**What is required:** Express every line of the material below as a Markdown table with two columns, Row and Line, giving each line its row number and skipping blank lines. Leave the pictures out of the table.

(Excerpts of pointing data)

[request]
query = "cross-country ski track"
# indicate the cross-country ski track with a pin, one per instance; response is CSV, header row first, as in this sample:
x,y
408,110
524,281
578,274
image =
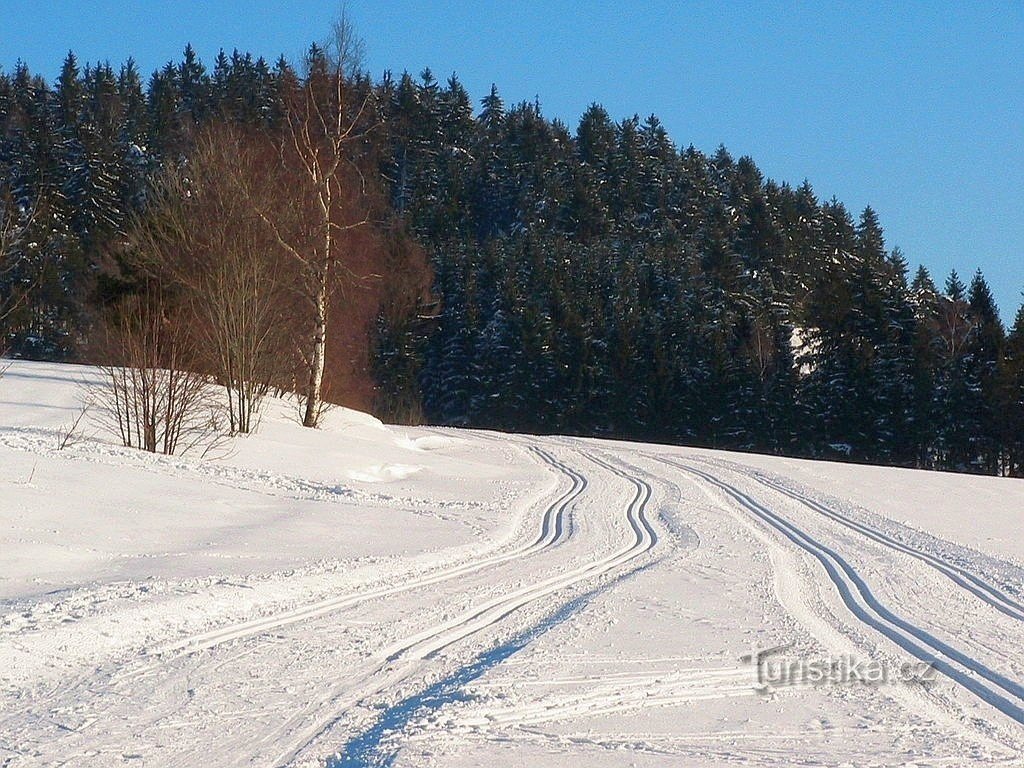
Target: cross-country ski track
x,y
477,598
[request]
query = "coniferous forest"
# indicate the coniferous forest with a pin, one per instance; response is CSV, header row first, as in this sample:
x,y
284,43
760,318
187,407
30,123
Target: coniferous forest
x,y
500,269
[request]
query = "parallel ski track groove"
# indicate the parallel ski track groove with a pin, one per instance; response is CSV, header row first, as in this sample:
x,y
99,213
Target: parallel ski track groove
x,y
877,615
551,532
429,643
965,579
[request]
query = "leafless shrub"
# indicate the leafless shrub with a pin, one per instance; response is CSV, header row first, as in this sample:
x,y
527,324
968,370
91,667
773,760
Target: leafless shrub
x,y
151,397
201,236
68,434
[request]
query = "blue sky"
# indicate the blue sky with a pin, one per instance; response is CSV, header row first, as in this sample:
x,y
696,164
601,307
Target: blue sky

**Written response:**
| Row | Line |
|---|---|
| 1 | [request] |
| 2 | query = "cross-country ski track" |
| 3 | # indicate the cross-country ski track with a pin, one per instance; response is CSV, header row first, as in this sample: |
| 4 | x,y |
| 5 | 408,110 |
| 6 | 524,281 |
| 7 | 578,274 |
| 8 | image = |
| 9 | Target: cross-country ski track |
| 10 | x,y |
| 11 | 477,598 |
| 12 | [request] |
| 13 | query = "coniferous forest" |
| 14 | # indicate the coniferous forest with a pin, one per instance; response is CSV, header row first, as in this sample: |
| 15 | x,y |
| 16 | 284,43 |
| 17 | 760,318 |
| 18 | 187,407 |
| 19 | 30,123 |
| 20 | Target: coniferous forest |
| 21 | x,y |
| 22 | 500,269 |
| 23 | [request] |
| 24 | query = "parallel ski track groove" |
| 25 | # indicate the parallel ski track groove with a pin, one per instance; response is CSV, header row first, as in this sample: |
| 26 | x,y |
| 27 | 99,213 |
| 28 | Target: parallel ski track groove |
| 29 | x,y |
| 30 | 877,615 |
| 31 | 551,532 |
| 32 | 429,643 |
| 33 | 965,579 |
| 34 | [request] |
| 35 | query = "leafless shrub" |
| 36 | # indicate the leafless shrub with a pin, one per instance; response is CSV, header row first, as in this sample: |
| 37 | x,y |
| 38 | 527,324 |
| 39 | 968,370 |
| 40 | 91,667 |
| 41 | 773,760 |
| 42 | Target: leafless shrub |
| 43 | x,y |
| 44 | 151,397 |
| 45 | 201,236 |
| 46 | 68,434 |
| 47 | [request] |
| 48 | query = "blue sky" |
| 49 | # indicate the blue sky with a pin, one per instance; response is CSV, header row first, as in this sample: |
| 50 | x,y |
| 51 | 696,164 |
| 52 | 601,307 |
| 53 | Target: blue sky |